* Excerpted text *

Why does render process stall?


#1

Good morning all! I’m experiencing an issue where a render will not finish. Here’s the summary:

  • I am rendering with rad with an ambient cache, using -N 12
  • all tiles finish rendering except for one tile
  • if I use kill -CONT pid, I see the rays increasing, but the percentage complete stuck at say 7% and does not change even given another 12 hours
  • that pid is using 100% CPU as expected

I have tried killing the rad process, leaving the unf file and amb file, and rerunning rad. This goes back up to 7% faster but does not complete.

(Note a potential bug, I notice if I start a render with -N 12 it uses 12 cores, but if I kill it and rerun it it will only use 1 core. Why is this?)

I have tried killing the rad process and deleting the unf file. It’ll re-render all tiles but again get stuck on that tile.

I have tried rendering that specific tile in rvu with frame. The tile renders successfully without issue.

I have not tried rerunning rad for that final file but changing rendering settings to something lower quality.

How can I debug this?

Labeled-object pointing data
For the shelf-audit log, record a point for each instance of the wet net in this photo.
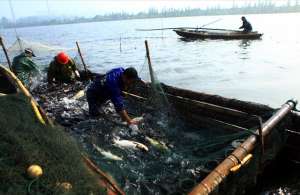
(180, 154)
(25, 141)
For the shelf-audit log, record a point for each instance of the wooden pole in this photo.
(5, 52)
(81, 57)
(149, 64)
(211, 182)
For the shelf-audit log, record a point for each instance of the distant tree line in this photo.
(257, 8)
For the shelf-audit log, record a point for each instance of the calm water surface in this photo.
(265, 71)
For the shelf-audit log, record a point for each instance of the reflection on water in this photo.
(244, 45)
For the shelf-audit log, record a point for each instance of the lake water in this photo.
(265, 70)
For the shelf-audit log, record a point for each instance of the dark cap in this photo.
(131, 73)
(29, 51)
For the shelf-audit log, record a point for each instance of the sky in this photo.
(89, 8)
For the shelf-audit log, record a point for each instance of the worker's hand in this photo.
(133, 122)
(77, 74)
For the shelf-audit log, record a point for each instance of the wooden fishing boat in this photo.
(11, 85)
(242, 166)
(217, 34)
(205, 110)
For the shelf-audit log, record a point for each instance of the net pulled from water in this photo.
(178, 155)
(25, 141)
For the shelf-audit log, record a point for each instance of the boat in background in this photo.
(210, 33)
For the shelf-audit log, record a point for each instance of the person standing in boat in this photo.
(62, 69)
(246, 25)
(24, 67)
(109, 87)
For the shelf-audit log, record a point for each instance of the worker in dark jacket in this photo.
(24, 67)
(62, 69)
(109, 87)
(246, 25)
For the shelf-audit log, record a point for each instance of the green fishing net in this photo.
(25, 141)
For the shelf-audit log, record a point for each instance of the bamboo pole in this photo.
(104, 176)
(5, 52)
(211, 182)
(81, 57)
(150, 64)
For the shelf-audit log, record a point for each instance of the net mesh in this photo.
(24, 141)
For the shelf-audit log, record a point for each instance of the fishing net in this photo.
(180, 154)
(25, 141)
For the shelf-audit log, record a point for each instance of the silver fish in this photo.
(107, 154)
(130, 145)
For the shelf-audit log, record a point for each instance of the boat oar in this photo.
(174, 28)
(221, 29)
(215, 21)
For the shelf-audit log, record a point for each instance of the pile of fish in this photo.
(160, 156)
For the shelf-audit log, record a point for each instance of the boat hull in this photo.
(215, 35)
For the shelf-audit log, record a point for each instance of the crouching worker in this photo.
(62, 69)
(109, 87)
(24, 67)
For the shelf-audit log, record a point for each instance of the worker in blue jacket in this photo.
(109, 87)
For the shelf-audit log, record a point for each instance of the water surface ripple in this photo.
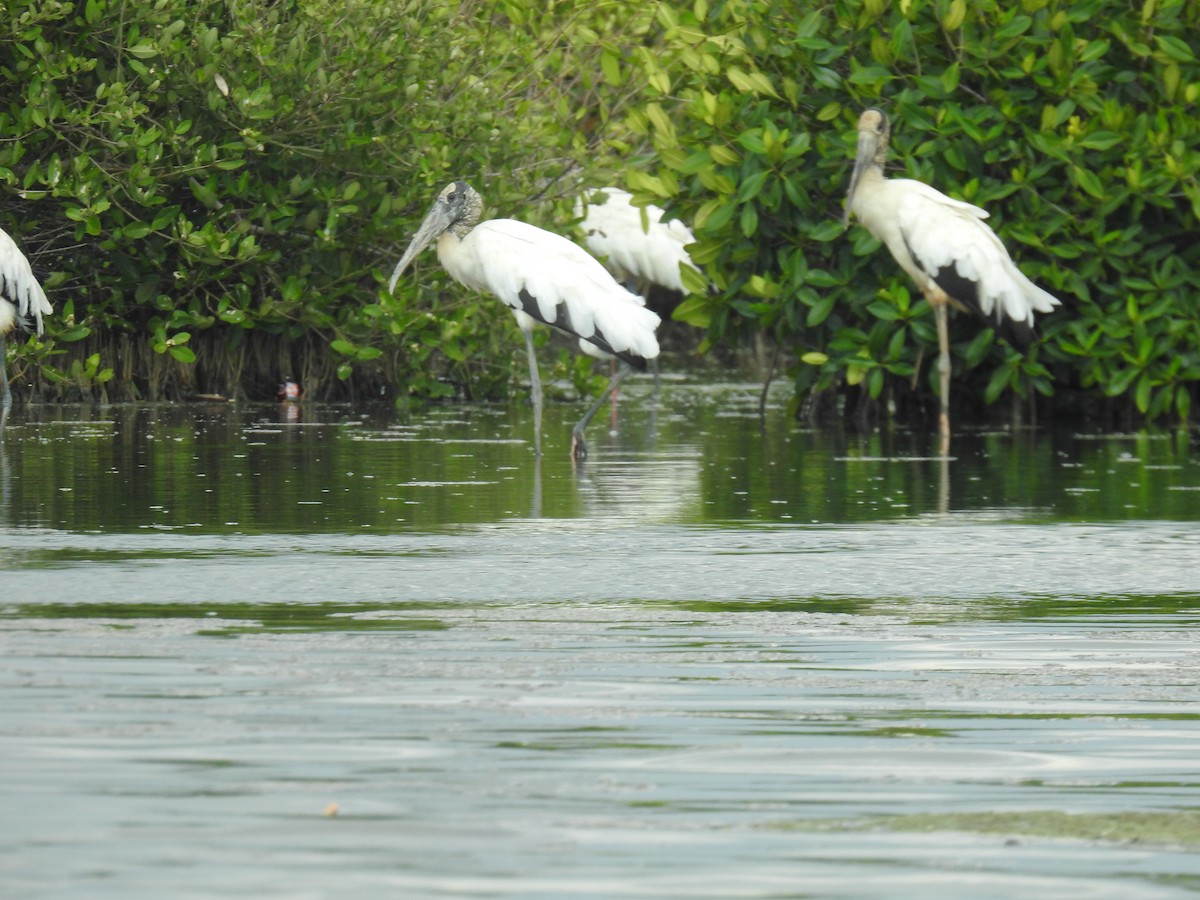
(349, 655)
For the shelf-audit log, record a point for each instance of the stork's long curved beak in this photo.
(868, 147)
(437, 220)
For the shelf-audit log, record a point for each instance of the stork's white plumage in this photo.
(945, 246)
(541, 277)
(22, 306)
(635, 241)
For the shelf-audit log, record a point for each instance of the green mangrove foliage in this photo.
(215, 190)
(210, 189)
(1073, 123)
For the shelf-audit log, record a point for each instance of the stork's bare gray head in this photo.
(457, 208)
(874, 132)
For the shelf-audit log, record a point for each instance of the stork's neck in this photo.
(873, 174)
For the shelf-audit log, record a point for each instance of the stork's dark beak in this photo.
(868, 145)
(437, 220)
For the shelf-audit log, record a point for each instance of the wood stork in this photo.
(637, 245)
(541, 277)
(22, 306)
(945, 247)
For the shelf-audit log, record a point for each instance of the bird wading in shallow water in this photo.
(541, 277)
(946, 249)
(22, 306)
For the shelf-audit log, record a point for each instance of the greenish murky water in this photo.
(311, 652)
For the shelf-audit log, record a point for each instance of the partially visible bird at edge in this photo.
(543, 277)
(945, 246)
(22, 306)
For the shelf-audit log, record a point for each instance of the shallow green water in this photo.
(327, 652)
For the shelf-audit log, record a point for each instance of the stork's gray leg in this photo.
(535, 393)
(579, 447)
(943, 372)
(6, 400)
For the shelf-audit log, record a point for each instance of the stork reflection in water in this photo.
(543, 277)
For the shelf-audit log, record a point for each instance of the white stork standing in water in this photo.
(639, 246)
(945, 247)
(541, 277)
(22, 306)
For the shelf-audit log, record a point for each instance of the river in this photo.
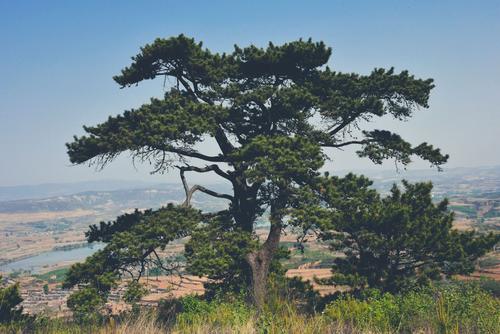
(38, 262)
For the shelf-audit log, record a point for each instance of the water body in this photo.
(36, 263)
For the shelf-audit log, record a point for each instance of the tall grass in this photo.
(456, 308)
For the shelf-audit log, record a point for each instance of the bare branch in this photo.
(190, 191)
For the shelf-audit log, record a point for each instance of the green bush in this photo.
(446, 308)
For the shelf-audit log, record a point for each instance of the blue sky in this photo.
(57, 59)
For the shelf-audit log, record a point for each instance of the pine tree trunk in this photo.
(260, 262)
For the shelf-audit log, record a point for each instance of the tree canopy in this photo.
(273, 112)
(391, 243)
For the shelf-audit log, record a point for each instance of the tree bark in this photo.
(260, 262)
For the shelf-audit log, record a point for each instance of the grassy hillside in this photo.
(449, 308)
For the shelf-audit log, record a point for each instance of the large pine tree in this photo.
(271, 112)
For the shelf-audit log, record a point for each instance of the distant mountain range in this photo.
(110, 200)
(117, 194)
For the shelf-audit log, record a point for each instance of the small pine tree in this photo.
(10, 299)
(392, 243)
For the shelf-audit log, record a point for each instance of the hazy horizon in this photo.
(58, 60)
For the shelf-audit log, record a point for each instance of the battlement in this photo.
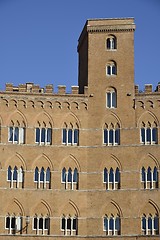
(48, 89)
(148, 89)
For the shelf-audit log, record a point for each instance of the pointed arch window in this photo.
(16, 135)
(13, 224)
(111, 98)
(42, 178)
(70, 136)
(70, 178)
(111, 178)
(41, 224)
(111, 43)
(69, 225)
(111, 225)
(111, 69)
(15, 177)
(111, 135)
(43, 136)
(149, 133)
(150, 224)
(149, 178)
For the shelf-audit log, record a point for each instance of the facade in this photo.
(83, 165)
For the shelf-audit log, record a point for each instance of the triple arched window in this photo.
(70, 178)
(111, 224)
(42, 177)
(111, 178)
(149, 178)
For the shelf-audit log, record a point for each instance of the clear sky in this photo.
(38, 38)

* Exercise requirements *
1. Answer these questions about the forum post about the stalled render:
(a) At what percentage complete does the render stay stuck?
(b) How many cores does the render use when started with -N 12, and how many after it is killed and rerun?
(c) What happened when the problem tile was rendered in rvu with frame?
2. Carry the forum post about the stalled render forward from where it stops.
The data are separate material and have no connection to the forum post about the stalled render.

* In response *
1.
(a) It stays stuck at 7%.
(b) It uses 12 cores at first, but only 1 core after it is killed and rerun.
(c) The tile rendered successfully without issue.

2.
#2

Sounds like a frustrating problem. Which OS are you on, and which version of Radiance? (I.e., what does “rpict -version” return?)

Re-running rad only starts one process even with -N 12 because there is only one tile left to render. In fact, rad will start 12 rpiece processes, and all but one will exit with nothing to do. Only the first process, whose job is specifically rerendering any unfinished tiles, continues grinding away.

You should be able to look at the unfinished output by running:

pfilt -x /3 -y /3 blah.unf > blah_unf.hdr

and viewing the HDR. If you can figure out what is in the single black tile, it might help.

The other thing I would suggest is removing the ambient file and trying to render the unfinished tile again. Maybe it got corrupted and is causing an infinite loop, though it seems unlikely as I’m pretty thorough in checking ambient values taken from these files. The only other time I’ve seen infinite loops is with -lr < 0 and greater-than-unity reflectance values.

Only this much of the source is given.